(Data records)
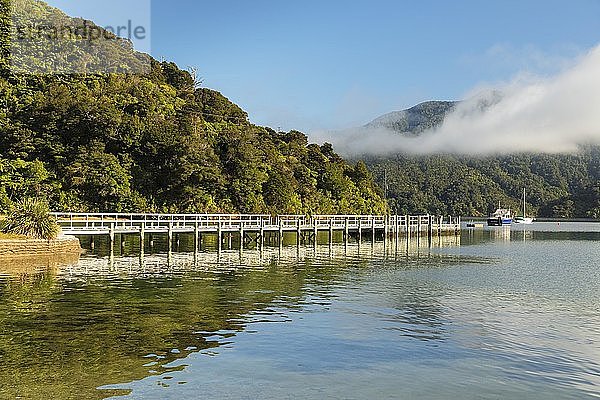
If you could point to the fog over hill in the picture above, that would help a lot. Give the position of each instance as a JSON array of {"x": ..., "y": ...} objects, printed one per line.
[{"x": 529, "y": 114}]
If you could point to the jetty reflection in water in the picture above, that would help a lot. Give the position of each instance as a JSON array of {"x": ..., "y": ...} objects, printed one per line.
[{"x": 105, "y": 321}]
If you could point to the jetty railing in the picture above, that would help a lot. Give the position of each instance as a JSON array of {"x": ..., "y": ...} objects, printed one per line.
[{"x": 123, "y": 223}]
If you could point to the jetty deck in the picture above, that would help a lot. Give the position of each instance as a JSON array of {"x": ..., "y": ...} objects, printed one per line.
[
  {"x": 256, "y": 227},
  {"x": 118, "y": 223}
]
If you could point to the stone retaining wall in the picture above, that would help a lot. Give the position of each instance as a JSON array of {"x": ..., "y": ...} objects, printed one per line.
[{"x": 64, "y": 245}]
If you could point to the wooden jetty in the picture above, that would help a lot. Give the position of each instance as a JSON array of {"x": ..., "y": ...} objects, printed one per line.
[{"x": 256, "y": 227}]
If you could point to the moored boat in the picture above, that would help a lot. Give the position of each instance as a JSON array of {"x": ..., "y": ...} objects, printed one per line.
[{"x": 501, "y": 217}]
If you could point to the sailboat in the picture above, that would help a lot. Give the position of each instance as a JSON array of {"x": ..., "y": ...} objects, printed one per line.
[{"x": 524, "y": 219}]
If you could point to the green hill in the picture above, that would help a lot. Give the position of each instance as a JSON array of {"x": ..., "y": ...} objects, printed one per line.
[
  {"x": 558, "y": 185},
  {"x": 119, "y": 141}
]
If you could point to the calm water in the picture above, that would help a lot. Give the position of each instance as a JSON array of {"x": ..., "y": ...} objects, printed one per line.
[{"x": 493, "y": 315}]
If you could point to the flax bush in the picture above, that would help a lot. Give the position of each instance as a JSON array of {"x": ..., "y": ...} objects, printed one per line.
[{"x": 31, "y": 217}]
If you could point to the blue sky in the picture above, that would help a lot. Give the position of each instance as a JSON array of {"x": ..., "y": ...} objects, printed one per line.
[{"x": 331, "y": 64}]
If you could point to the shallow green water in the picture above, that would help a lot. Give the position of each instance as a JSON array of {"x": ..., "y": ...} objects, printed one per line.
[{"x": 507, "y": 315}]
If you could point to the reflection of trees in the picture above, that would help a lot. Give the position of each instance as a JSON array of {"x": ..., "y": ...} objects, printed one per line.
[
  {"x": 62, "y": 338},
  {"x": 91, "y": 325}
]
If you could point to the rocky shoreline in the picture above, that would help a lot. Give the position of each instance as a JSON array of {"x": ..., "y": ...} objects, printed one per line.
[{"x": 32, "y": 248}]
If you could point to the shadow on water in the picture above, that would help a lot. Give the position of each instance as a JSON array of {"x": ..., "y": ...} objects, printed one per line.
[{"x": 66, "y": 332}]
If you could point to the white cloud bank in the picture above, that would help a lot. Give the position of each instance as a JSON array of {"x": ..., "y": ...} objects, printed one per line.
[{"x": 550, "y": 115}]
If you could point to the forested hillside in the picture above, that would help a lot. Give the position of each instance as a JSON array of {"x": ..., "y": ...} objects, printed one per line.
[
  {"x": 158, "y": 142},
  {"x": 558, "y": 185}
]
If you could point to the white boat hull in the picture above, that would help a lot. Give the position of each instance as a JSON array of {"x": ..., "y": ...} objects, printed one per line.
[{"x": 525, "y": 221}]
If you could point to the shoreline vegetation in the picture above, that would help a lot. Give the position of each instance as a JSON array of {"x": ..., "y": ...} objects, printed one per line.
[{"x": 161, "y": 143}]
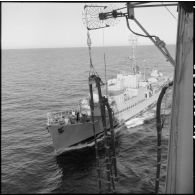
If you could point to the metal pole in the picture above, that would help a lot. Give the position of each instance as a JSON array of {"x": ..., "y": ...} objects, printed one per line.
[{"x": 167, "y": 55}]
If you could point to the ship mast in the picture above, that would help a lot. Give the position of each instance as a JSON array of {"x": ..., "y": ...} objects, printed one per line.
[{"x": 133, "y": 43}]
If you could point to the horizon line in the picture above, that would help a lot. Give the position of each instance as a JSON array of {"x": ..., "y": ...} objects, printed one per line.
[{"x": 69, "y": 47}]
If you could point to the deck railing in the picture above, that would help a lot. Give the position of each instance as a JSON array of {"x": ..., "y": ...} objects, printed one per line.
[{"x": 61, "y": 117}]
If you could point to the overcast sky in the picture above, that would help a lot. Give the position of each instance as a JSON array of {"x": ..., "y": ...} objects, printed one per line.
[{"x": 48, "y": 25}]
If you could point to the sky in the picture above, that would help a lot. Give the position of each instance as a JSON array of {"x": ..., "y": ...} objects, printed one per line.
[{"x": 53, "y": 25}]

● Try it
Repeat the records above word for word, keeping no pictures in the copy.

● Solution below
If you could point to the fog over hill in the picture above, that would help a lot. Give the position of each instance as a JSON array of {"x": ..., "y": ...} objects, printed one per line.
[{"x": 529, "y": 114}]
If you could point to the jetty reflection in water in the picture above, that would help a lot. Give the position of each instance as a JSON array of {"x": ..., "y": ...} objects, printed one per line.
[{"x": 105, "y": 321}]
If you could point to the jetty railing in the picture above, that would help a lot. Give the position of each instance as a JSON array of {"x": ..., "y": ...} objects, printed one per line.
[{"x": 123, "y": 223}]
If you could point to the jetty deck in the picture above, that would help a lot. Give the position of each instance as a JSON array of {"x": ..., "y": ...} objects, printed one per line.
[
  {"x": 256, "y": 227},
  {"x": 118, "y": 223}
]
If you could point to the stone retaining wall in the picture above, that would help a lot. Give the position of each instance as a JSON array of {"x": ..., "y": ...} objects, printed one per line.
[{"x": 64, "y": 245}]
If you could point to the wooden jetty in the picture above, that would help a lot. Give the position of each instance as a JSON array of {"x": ..., "y": ...} objects, printed one per line.
[{"x": 256, "y": 227}]
If you could point to the moored boat in the picture above, that would help a lot. Give the position of each instance as a JSON array of {"x": ..., "y": ...} objects, printed one per line.
[{"x": 501, "y": 217}]
If you could point to the sailboat in the picture above, that would help a lot. Give the position of each instance as a JSON array of {"x": ..., "y": ...} objects, printed one per line.
[{"x": 524, "y": 219}]
If you could point to the green hill in the picture above, that would help a lot. Give the position of each instance as a JSON array of {"x": ..., "y": ...} objects, printed one per line.
[
  {"x": 558, "y": 185},
  {"x": 119, "y": 141}
]
If you could point to the calm water in the picture above, that would help a lot. Give the position of each instance as a JSON array of {"x": ..., "y": ...} objects, printed one per line.
[{"x": 493, "y": 315}]
If you could point to the flax bush in the picture above, that would help a lot. Give the position of each instance as a JSON array of {"x": ..., "y": ...} objects, printed one per line.
[{"x": 31, "y": 217}]
If you could point to the blue sky in the picture above, that would help a lot. Give the position of each instance as a JSON array of {"x": ..., "y": ...} objects, printed one per line.
[{"x": 331, "y": 64}]
If you could point to the shallow green water in the picture above, that would help a lot. Give the position of each instance as a JSON array of {"x": ..., "y": ...} objects, printed one per line.
[{"x": 507, "y": 315}]
If you could point to the reflection of trees in the picture above, that would help a lot. Give the position of each instance as a JSON array of {"x": ..., "y": ...} objects, printed one per line.
[
  {"x": 62, "y": 338},
  {"x": 91, "y": 325}
]
If you could point to the rocky shoreline in the picture above, that would help a lot. Give the position of each instance as a JSON array of {"x": ..., "y": ...} objects, printed one per line.
[{"x": 32, "y": 248}]
If you could point to the shadow on water in the picture above, that would help a lot. Give the position of each instance as a JSON array of {"x": ..., "y": ...} objects, printed one per line.
[{"x": 66, "y": 332}]
If you could point to the white cloud bank in the picture above, that would help a lot. Give the position of each instance as a JSON array of {"x": ..., "y": ...} objects, printed one per line.
[{"x": 550, "y": 115}]
If you could point to the forested hillside in the picture above, that would help a lot. Give the position of each instance as a JSON array of {"x": ..., "y": ...} objects, printed one per line.
[
  {"x": 158, "y": 142},
  {"x": 558, "y": 185}
]
If you could point to the white boat hull in the picture above, that would help a lot. Give the position of each instance as a JSON array of {"x": ..., "y": ...} objects, printed one per line.
[{"x": 525, "y": 221}]
If you could point to the shoreline vegetation in the picture above, that would help a lot. Give the position of each instance as a JSON array of {"x": ..., "y": ...} objects, printed one per line.
[{"x": 161, "y": 143}]
If you could point to the metal pole in the picture above, that would help a lot. Give the position of each instance as a JSON array of {"x": ..., "y": ...} objects, printed one per line.
[{"x": 167, "y": 55}]
If you could point to the ship mast in the picture above, that would help a lot. Give the position of each instance as a JSON array of {"x": ..., "y": ...} objects, printed one per line.
[{"x": 133, "y": 43}]
If you could point to the horizon line in the picture above, that would help a lot. Give the position of each instance as a JSON array of {"x": ..., "y": ...} objects, printed one per line.
[{"x": 69, "y": 47}]
If you could point to the deck railing in the picture above, that would help a lot. Give the position of each instance as a JSON array of {"x": ..., "y": ...} objects, printed one per line.
[{"x": 61, "y": 117}]
If you could point to the overcast sky in the picture above, that would help a lot. Give the position of each instance as a JSON array of {"x": ..., "y": ...} objects, printed one per line.
[{"x": 48, "y": 25}]
If you could point to the sky in the picture above, that would help a lot. Give the position of each instance as a JSON array of {"x": ..., "y": ...} objects, printed one per line.
[{"x": 53, "y": 25}]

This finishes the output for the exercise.